Activity: Word for word, reproduce each of the entries.

*** Source data Section Begins ***

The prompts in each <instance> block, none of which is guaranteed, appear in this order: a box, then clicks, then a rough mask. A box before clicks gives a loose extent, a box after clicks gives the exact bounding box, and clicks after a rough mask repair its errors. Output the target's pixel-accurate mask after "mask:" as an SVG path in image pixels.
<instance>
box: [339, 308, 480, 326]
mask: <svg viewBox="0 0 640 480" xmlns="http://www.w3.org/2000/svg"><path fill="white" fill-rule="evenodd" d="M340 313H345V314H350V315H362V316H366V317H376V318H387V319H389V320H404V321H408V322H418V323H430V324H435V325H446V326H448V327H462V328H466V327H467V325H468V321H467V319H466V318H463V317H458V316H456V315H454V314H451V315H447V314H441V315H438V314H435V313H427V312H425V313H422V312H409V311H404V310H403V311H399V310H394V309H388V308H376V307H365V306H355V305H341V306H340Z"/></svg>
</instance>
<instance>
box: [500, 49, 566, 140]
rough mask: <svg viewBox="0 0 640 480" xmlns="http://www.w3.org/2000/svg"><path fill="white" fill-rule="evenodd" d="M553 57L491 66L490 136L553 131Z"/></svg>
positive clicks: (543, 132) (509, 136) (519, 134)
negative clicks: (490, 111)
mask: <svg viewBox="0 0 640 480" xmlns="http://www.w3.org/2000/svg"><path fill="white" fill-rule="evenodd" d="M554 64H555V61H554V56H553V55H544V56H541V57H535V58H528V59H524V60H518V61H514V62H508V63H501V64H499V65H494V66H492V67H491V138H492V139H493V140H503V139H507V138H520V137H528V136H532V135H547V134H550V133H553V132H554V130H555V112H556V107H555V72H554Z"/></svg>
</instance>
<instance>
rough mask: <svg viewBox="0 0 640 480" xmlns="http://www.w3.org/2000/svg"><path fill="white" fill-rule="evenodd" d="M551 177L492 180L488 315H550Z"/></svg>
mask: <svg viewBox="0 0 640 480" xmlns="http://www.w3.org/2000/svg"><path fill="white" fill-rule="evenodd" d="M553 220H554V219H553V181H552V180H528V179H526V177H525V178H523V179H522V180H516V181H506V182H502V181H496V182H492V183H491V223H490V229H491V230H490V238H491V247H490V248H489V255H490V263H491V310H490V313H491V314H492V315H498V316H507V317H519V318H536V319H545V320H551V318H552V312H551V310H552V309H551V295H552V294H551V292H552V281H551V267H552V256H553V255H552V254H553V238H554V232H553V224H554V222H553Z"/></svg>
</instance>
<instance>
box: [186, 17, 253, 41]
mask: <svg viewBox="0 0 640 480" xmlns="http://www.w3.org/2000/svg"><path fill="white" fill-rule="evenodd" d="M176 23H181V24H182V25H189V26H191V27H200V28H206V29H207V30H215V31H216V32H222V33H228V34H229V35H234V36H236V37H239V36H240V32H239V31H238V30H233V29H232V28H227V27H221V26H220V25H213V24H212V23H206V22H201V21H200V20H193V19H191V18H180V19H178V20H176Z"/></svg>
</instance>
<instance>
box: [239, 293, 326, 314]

*** Source data Section Ends ***

Solution to the exercise:
The prompts in each <instance> block, none of which is guaranteed, appear in this order: a box, then clicks, then a rough mask. A box before clicks gives a loose extent, a box after clicks gives the exact bounding box, and clicks after a rough mask repair its errors. Output the target's pixel-accurate mask after "mask:" as an SVG path in image pixels.
<instance>
box: [339, 308, 480, 326]
mask: <svg viewBox="0 0 640 480" xmlns="http://www.w3.org/2000/svg"><path fill="white" fill-rule="evenodd" d="M340 313H345V314H350V315H362V316H366V317H376V318H387V319H389V320H404V321H408V322H418V323H430V324H435V325H446V326H448V327H462V328H466V327H467V325H468V321H467V319H466V318H463V317H458V316H456V315H454V314H451V315H447V314H441V315H438V314H435V313H427V312H425V313H422V312H409V311H404V310H403V311H399V310H394V309H388V308H376V307H365V306H355V305H341V306H340Z"/></svg>
</instance>
<instance>
box: [500, 49, 566, 140]
rough mask: <svg viewBox="0 0 640 480" xmlns="http://www.w3.org/2000/svg"><path fill="white" fill-rule="evenodd" d="M553 57L491 66L490 136L553 131Z"/></svg>
positive clicks: (543, 132) (509, 136) (519, 134)
negative clicks: (490, 111)
mask: <svg viewBox="0 0 640 480" xmlns="http://www.w3.org/2000/svg"><path fill="white" fill-rule="evenodd" d="M554 64H555V61H554V56H553V55H544V56H541V57H535V58H528V59H524V60H518V61H514V62H508V63H501V64H499V65H494V66H492V67H491V138H492V139H493V140H503V139H507V138H520V137H528V136H532V135H547V134H550V133H553V132H554V130H555V112H556V107H555V72H554Z"/></svg>
</instance>
<instance>
rough mask: <svg viewBox="0 0 640 480" xmlns="http://www.w3.org/2000/svg"><path fill="white" fill-rule="evenodd" d="M551 177L492 180L488 315H550Z"/></svg>
mask: <svg viewBox="0 0 640 480" xmlns="http://www.w3.org/2000/svg"><path fill="white" fill-rule="evenodd" d="M553 220H554V219H553V181H552V180H528V179H526V177H525V178H523V179H522V180H516V181H506V182H502V181H496V182H492V183H491V223H490V229H491V230H490V238H491V247H490V248H489V255H490V263H491V310H490V313H491V314H492V315H498V316H507V317H519V318H536V319H545V320H551V318H552V312H551V310H552V309H551V295H552V294H551V292H552V281H551V267H552V256H553V255H552V254H553V238H554V232H553V224H554V222H553Z"/></svg>
</instance>
<instance>
box: [186, 17, 253, 41]
mask: <svg viewBox="0 0 640 480" xmlns="http://www.w3.org/2000/svg"><path fill="white" fill-rule="evenodd" d="M176 23H181V24H182V25H189V26H191V27H200V28H206V29H207V30H215V31H216V32H222V33H228V34H229V35H234V36H236V37H239V36H240V32H239V31H238V30H233V29H232V28H227V27H221V26H220V25H213V24H212V23H206V22H201V21H200V20H193V19H191V18H180V19H178V20H176Z"/></svg>
</instance>
<instance>
box: [239, 293, 326, 314]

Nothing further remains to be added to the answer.